§ **PROBLEM TO WORK ON**
Write out verbatim the lines from the one containing "Where can the brick" through the end of the records, including both of those ends.

## start INPUT

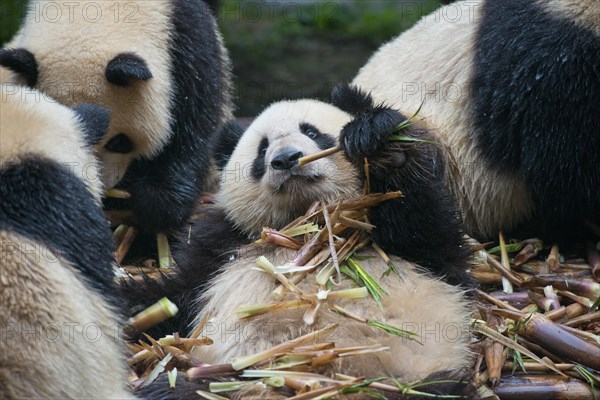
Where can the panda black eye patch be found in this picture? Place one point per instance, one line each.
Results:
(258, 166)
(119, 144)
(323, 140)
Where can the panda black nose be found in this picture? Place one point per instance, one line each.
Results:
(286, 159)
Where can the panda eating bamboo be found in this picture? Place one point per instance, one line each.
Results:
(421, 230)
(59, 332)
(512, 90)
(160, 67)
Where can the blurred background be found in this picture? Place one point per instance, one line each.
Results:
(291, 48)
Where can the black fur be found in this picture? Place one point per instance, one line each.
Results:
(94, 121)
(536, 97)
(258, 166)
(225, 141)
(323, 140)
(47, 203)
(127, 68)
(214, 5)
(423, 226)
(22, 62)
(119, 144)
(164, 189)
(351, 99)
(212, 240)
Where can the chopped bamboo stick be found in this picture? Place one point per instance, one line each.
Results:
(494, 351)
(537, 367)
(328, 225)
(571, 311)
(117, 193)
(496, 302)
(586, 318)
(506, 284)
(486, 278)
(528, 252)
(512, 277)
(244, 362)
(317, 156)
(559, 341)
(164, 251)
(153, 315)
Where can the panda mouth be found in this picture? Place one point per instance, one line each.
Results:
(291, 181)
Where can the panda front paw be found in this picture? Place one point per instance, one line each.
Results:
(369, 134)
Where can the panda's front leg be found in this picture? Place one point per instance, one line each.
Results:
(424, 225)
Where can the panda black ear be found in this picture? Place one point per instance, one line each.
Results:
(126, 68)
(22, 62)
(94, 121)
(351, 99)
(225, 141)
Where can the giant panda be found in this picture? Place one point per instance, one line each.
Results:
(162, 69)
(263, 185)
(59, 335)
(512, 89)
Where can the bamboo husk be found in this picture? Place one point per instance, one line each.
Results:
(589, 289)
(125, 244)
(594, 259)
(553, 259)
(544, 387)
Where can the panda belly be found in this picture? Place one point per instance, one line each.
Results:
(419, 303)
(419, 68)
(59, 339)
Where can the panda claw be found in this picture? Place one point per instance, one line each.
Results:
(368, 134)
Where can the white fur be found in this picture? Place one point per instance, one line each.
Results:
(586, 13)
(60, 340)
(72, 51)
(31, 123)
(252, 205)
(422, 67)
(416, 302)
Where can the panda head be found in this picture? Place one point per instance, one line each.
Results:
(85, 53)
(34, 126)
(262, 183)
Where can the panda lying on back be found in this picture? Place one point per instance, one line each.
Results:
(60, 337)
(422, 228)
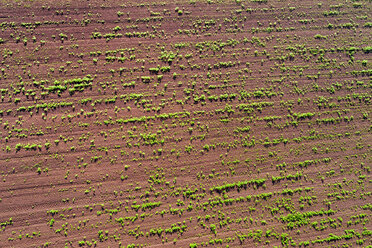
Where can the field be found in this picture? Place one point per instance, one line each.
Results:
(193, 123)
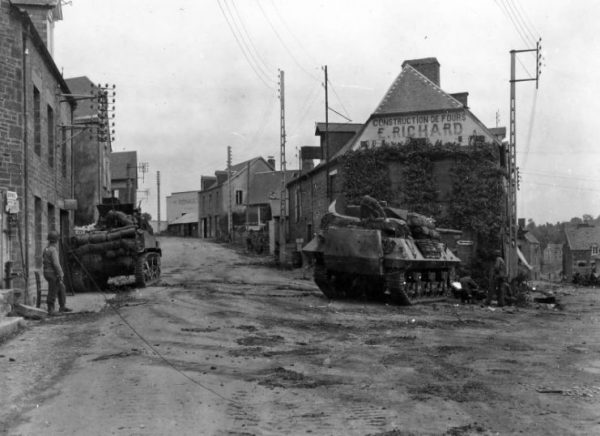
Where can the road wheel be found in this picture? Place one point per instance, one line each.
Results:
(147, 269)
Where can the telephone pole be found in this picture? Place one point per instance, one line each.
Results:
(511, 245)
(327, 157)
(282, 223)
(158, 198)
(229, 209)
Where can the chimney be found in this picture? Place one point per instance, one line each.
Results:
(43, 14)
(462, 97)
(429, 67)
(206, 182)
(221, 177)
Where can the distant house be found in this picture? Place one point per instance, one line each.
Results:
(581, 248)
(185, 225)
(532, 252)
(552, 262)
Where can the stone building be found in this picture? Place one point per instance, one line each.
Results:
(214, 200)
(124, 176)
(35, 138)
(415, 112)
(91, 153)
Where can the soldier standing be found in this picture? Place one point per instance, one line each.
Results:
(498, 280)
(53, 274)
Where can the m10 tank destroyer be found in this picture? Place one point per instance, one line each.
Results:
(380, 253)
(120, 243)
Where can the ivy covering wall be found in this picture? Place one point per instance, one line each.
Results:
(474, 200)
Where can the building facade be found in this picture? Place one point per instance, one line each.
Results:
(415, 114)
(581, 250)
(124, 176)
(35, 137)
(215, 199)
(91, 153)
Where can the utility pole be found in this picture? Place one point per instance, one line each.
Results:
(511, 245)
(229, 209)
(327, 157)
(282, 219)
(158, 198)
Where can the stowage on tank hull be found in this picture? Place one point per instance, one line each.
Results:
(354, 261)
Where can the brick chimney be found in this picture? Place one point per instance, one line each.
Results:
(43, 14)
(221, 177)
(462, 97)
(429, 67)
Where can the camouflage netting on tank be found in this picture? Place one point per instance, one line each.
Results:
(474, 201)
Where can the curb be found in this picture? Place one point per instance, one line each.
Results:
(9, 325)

## end INPUT

§ **CORRECT RESPONSE**
Where can the brick chimney be found in this picture? Place one point per instance, one line each.
Results:
(43, 14)
(221, 177)
(462, 97)
(429, 67)
Where can the camouflage netting on tank be found in this picture? Place one point per instance, one line each.
Results:
(474, 201)
Where can the curb be found in this picture? Place one point per instance, one line each.
Results:
(9, 325)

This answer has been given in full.